## [AIM]
Return, exactly, the line that contains "point at the blue polo shirt" together with all lines after it to the end of the entries, and no further lines.

## [RECORDED DATA]
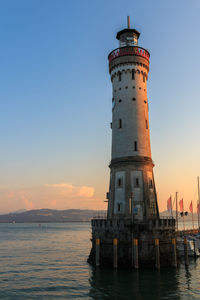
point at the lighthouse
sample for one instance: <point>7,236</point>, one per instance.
<point>132,234</point>
<point>132,189</point>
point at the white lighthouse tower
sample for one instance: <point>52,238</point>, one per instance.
<point>132,188</point>
<point>133,231</point>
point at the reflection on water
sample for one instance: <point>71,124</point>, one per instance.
<point>131,284</point>
<point>49,262</point>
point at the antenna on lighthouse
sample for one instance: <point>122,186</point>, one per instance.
<point>128,21</point>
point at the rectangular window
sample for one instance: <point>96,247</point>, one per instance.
<point>118,207</point>
<point>135,146</point>
<point>133,74</point>
<point>137,184</point>
<point>119,182</point>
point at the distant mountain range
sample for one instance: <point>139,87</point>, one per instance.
<point>69,215</point>
<point>51,215</point>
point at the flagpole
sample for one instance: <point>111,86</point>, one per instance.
<point>198,203</point>
<point>183,218</point>
<point>171,207</point>
<point>176,212</point>
<point>192,218</point>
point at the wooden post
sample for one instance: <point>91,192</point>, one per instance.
<point>97,256</point>
<point>135,253</point>
<point>186,251</point>
<point>115,258</point>
<point>174,253</point>
<point>157,252</point>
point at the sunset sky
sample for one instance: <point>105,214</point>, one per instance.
<point>56,96</point>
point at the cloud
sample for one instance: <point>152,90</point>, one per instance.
<point>55,196</point>
<point>69,190</point>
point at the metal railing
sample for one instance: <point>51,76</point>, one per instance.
<point>133,50</point>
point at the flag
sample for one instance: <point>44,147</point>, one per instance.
<point>181,205</point>
<point>169,204</point>
<point>191,207</point>
<point>198,207</point>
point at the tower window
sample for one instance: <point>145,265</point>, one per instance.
<point>135,146</point>
<point>118,207</point>
<point>133,74</point>
<point>119,182</point>
<point>137,182</point>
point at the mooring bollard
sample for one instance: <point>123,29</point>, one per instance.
<point>97,254</point>
<point>186,251</point>
<point>157,250</point>
<point>174,253</point>
<point>135,252</point>
<point>115,262</point>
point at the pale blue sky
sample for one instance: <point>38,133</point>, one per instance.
<point>55,94</point>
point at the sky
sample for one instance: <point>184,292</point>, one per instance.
<point>56,94</point>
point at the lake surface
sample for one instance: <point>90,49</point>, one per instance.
<point>48,261</point>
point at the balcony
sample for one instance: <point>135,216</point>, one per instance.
<point>129,51</point>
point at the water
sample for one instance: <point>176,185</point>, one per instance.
<point>49,262</point>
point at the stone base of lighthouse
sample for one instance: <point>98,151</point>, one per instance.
<point>113,242</point>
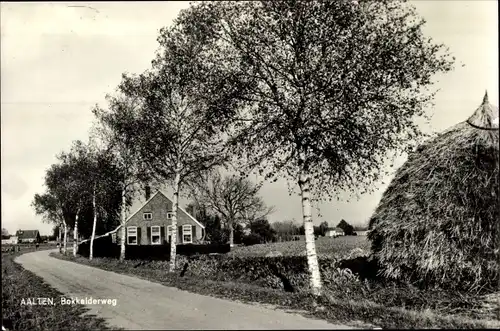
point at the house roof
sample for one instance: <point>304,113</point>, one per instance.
<point>160,192</point>
<point>27,234</point>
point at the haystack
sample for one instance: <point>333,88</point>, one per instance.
<point>438,221</point>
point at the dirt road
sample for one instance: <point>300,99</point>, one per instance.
<point>141,304</point>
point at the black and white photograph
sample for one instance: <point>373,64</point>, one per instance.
<point>250,165</point>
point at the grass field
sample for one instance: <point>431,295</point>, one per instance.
<point>19,284</point>
<point>358,304</point>
<point>325,246</point>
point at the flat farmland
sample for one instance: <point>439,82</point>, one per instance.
<point>325,246</point>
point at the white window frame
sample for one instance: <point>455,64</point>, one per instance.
<point>187,229</point>
<point>132,235</point>
<point>170,230</point>
<point>156,235</point>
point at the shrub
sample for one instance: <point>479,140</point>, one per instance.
<point>252,239</point>
<point>271,272</point>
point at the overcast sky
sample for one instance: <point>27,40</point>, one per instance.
<point>58,60</point>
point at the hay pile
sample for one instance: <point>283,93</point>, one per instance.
<point>438,221</point>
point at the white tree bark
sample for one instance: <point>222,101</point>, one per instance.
<point>175,204</point>
<point>75,235</point>
<point>91,254</point>
<point>312,258</point>
<point>123,229</point>
<point>231,234</point>
<point>59,237</point>
<point>65,238</point>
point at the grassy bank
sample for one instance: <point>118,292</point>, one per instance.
<point>19,284</point>
<point>332,306</point>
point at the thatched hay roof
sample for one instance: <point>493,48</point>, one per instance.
<point>438,221</point>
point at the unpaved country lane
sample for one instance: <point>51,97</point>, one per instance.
<point>146,305</point>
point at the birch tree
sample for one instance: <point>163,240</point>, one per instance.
<point>115,128</point>
<point>56,204</point>
<point>49,207</point>
<point>330,88</point>
<point>233,198</point>
<point>178,130</point>
<point>104,180</point>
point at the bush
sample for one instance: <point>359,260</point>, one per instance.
<point>252,239</point>
<point>271,272</point>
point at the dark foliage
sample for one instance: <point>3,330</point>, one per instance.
<point>263,229</point>
<point>348,228</point>
<point>252,239</point>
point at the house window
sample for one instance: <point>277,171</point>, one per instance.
<point>132,235</point>
<point>170,230</point>
<point>155,235</point>
<point>187,234</point>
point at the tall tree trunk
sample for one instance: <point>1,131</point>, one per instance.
<point>123,231</point>
<point>59,235</point>
<point>65,238</point>
<point>75,234</point>
<point>312,258</point>
<point>91,254</point>
<point>231,234</point>
<point>175,204</point>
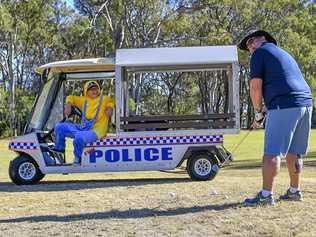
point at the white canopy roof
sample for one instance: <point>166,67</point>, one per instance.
<point>176,56</point>
<point>90,63</point>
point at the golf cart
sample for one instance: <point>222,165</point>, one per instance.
<point>171,105</point>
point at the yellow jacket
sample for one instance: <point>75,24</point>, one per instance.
<point>101,125</point>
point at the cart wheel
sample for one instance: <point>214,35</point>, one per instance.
<point>202,166</point>
<point>24,170</point>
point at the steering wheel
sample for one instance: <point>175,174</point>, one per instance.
<point>74,111</point>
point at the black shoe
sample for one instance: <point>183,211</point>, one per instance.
<point>259,200</point>
<point>289,196</point>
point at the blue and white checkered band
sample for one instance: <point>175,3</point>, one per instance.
<point>22,146</point>
<point>161,140</point>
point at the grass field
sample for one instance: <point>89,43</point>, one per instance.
<point>158,204</point>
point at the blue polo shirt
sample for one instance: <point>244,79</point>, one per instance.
<point>283,83</point>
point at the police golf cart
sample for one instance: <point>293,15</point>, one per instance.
<point>171,105</point>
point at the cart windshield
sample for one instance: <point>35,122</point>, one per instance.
<point>41,107</point>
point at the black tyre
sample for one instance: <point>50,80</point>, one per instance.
<point>202,166</point>
<point>24,170</point>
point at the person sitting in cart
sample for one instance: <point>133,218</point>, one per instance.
<point>96,111</point>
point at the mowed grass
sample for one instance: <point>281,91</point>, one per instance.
<point>156,203</point>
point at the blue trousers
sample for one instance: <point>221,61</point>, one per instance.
<point>81,137</point>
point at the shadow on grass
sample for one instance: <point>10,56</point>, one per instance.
<point>128,214</point>
<point>49,186</point>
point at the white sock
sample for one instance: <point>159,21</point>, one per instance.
<point>293,190</point>
<point>265,193</point>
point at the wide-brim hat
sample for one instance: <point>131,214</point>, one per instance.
<point>255,33</point>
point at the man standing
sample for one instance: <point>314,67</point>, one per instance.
<point>275,76</point>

## [WRITTEN RESPONSE]
point at the blue polo shirt
sample for one instance: <point>244,79</point>, one per instance.
<point>283,83</point>
point at the police golf cart
sample for one instance: <point>293,15</point>, one per instance.
<point>171,105</point>
point at the cart windshield
sample for one instance: <point>35,122</point>, one per instance.
<point>41,107</point>
point at the black tyre
sample for one instance: <point>50,80</point>, one per instance.
<point>202,166</point>
<point>24,170</point>
point at the person sitting in cart
sample for one instance: <point>133,218</point>, one per instance.
<point>96,111</point>
point at the mowed grass
sample for one instance: <point>281,91</point>, one per instance.
<point>156,203</point>
point at the blue trousers
sample for one instance: <point>221,61</point>, one per instance.
<point>81,137</point>
point at the shadow on grass
sample for one instance: <point>10,56</point>, one per instance.
<point>128,214</point>
<point>49,186</point>
point at the white sock
sample for one instance: <point>159,21</point>, one per instance.
<point>293,190</point>
<point>265,193</point>
point at the wide-brim hat
sample for one instance: <point>131,214</point>, one per instance.
<point>255,33</point>
point at the man standing
sample for one instance: <point>314,67</point>, one per instance.
<point>275,76</point>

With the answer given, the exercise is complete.